Overrides must win over catalog defaults for the matching billing route.

## Rollout Plan

### Phase 1

- add canonical usage model
- split cache token buckets in `run_agent.py`
- stop pricing cache-inflated prompt totals
- preserve current UI with improved backend math

### Phase 2

- add route-aware pricing catalog
- integrate OpenRouter models API sync
- add `estimated` vs `included` vs `unknown`

### Phase 3

- add reconciliation for OpenRouter generation cost
- add actual cost persistence
- update `/insights` to prefer actual cost

### Phase 4

- add direct OpenAI and Anthropic reconciliation paths
- add user overrides and contract pricing
- add pricing sync CLI command

## Testing Strategy

Add tests for:

- OpenAI cached token subtraction
- Anthropic cache read/write separation
- OpenRouter estimated vs actual reconciliation
- subscription-backed models showing `included`
- custom endpoints showing `n/a`
- override precedence
- stale catalog fallback behavior

Current tests that assume heuristic pricing should be replaced with route-aware expectations.

## Non-Goals

- exact enterprise billing reconstruction without an official source or user override
- backfilling perfect historical cost for old sessions that lack cache bucket data
- scraping arbitrary provider web pages at request time

## Recommendation

Do not expand the existing `MODEL_PRICING` dict.

That path cannot satisfy the product requirement. Hermes should instead migrate to:

- canonical usage normalization
- route-aware pricing sources
- estimate-then-reconcile cost lifecycle
- explicit certainty states in the UI

This is the minimum architecture that makes the statement "Hermes pricing is backed by official sources where possible, and otherwise clearly labeled" defensible.

**Activity:** According to the pricing design text, which phase of the rollout plan adds user overrides and contract pricing?

**Supplied material:**
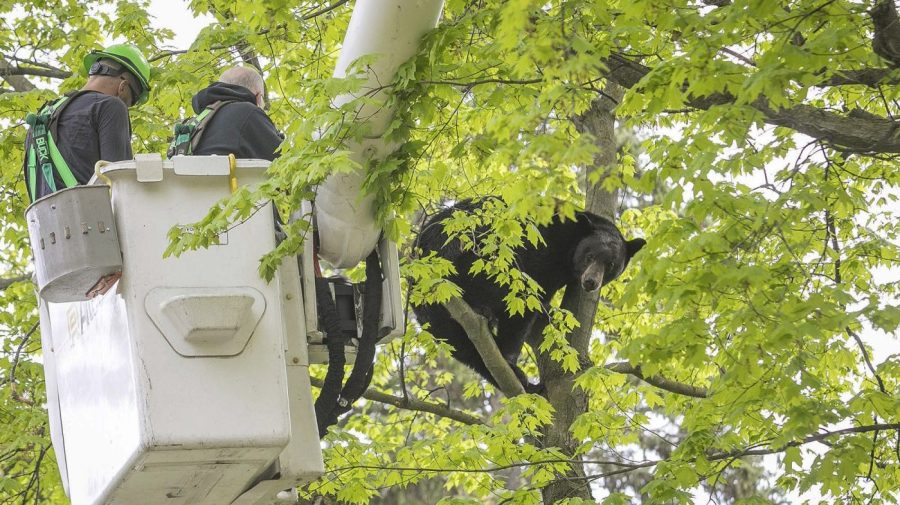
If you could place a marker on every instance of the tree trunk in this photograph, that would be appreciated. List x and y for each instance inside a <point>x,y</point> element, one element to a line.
<point>569,403</point>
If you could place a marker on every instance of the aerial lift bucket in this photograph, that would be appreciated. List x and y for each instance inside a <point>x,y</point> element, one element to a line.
<point>186,383</point>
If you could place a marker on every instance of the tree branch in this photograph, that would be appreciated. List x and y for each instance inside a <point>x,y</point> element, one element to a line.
<point>476,327</point>
<point>886,40</point>
<point>657,380</point>
<point>853,133</point>
<point>6,282</point>
<point>415,405</point>
<point>18,82</point>
<point>33,71</point>
<point>871,77</point>
<point>323,10</point>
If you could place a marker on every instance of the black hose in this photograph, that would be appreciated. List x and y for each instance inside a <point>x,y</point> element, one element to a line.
<point>361,376</point>
<point>335,340</point>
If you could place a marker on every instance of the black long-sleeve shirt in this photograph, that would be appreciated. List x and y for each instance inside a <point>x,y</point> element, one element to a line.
<point>240,128</point>
<point>94,126</point>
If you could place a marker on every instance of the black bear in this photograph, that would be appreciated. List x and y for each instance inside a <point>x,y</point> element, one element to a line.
<point>589,251</point>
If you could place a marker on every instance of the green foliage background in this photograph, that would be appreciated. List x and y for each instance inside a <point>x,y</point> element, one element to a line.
<point>767,253</point>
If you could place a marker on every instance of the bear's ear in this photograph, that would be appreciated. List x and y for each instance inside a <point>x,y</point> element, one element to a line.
<point>634,245</point>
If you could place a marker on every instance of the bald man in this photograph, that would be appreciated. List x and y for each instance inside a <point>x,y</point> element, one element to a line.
<point>239,127</point>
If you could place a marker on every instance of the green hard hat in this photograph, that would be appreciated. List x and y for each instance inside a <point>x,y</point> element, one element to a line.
<point>131,59</point>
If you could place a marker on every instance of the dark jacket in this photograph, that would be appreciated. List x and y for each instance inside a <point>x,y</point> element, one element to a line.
<point>93,127</point>
<point>239,128</point>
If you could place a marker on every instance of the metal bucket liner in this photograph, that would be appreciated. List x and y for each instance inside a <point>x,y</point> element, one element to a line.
<point>74,240</point>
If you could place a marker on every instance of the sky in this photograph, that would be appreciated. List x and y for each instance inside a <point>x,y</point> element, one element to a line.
<point>175,15</point>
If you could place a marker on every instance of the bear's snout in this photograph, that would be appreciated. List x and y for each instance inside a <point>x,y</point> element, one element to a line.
<point>592,278</point>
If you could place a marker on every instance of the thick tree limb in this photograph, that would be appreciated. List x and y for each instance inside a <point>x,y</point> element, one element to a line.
<point>17,82</point>
<point>886,41</point>
<point>479,332</point>
<point>656,380</point>
<point>415,404</point>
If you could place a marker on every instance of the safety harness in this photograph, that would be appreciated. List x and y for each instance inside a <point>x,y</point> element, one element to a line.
<point>189,132</point>
<point>43,162</point>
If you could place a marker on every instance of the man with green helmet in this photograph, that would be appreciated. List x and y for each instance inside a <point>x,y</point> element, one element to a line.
<point>69,135</point>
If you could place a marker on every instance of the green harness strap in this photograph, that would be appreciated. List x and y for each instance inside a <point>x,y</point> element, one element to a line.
<point>43,152</point>
<point>189,132</point>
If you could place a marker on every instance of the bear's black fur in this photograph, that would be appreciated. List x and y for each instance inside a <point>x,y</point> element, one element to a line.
<point>589,251</point>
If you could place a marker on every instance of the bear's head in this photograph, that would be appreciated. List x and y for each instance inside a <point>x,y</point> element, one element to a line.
<point>602,253</point>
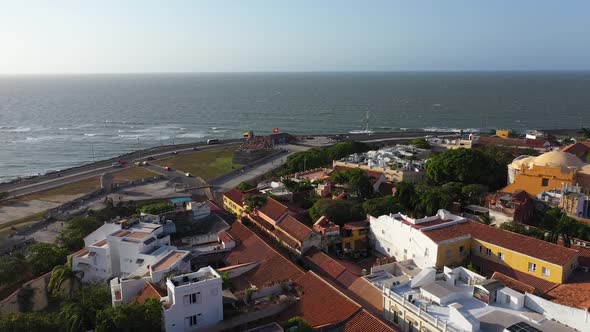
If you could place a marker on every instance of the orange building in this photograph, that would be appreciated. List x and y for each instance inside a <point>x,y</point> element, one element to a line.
<point>551,170</point>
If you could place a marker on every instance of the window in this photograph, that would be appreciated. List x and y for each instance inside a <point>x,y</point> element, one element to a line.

**Reply:** Phase 4